* **EXERCISE MATERIALS**

|---|

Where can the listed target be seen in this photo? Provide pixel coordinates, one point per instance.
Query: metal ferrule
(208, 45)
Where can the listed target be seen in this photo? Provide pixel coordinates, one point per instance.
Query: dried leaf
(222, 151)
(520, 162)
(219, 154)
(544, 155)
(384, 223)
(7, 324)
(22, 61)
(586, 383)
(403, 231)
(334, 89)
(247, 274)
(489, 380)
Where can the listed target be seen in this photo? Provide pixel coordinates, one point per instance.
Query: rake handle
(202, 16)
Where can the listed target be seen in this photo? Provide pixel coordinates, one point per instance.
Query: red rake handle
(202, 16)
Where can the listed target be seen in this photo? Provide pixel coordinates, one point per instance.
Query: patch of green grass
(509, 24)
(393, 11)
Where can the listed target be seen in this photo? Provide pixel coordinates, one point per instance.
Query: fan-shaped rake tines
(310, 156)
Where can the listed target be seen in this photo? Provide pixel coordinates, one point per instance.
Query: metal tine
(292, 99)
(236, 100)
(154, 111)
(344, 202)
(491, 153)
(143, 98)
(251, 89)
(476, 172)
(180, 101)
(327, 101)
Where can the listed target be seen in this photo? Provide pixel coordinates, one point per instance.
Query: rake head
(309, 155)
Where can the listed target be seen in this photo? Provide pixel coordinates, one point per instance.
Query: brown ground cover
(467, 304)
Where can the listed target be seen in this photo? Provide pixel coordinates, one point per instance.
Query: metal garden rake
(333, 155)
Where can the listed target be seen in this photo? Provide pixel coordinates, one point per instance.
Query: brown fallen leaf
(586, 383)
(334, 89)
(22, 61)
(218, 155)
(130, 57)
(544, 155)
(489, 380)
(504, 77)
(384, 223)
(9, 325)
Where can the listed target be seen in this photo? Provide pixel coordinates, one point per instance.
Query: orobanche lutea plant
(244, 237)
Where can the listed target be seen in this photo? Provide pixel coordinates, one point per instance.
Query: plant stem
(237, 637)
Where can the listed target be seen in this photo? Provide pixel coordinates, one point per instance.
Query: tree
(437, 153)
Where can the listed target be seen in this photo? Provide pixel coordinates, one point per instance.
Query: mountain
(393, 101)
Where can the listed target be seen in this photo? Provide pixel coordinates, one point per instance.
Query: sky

|---|

* **WORK TO BE COMPLETED**
List every line in the rows above that contains the string "brown", matching case exactly.

* **ANSWER TO THE TASK**
Query: brown ground cover
Query: brown fallen leaf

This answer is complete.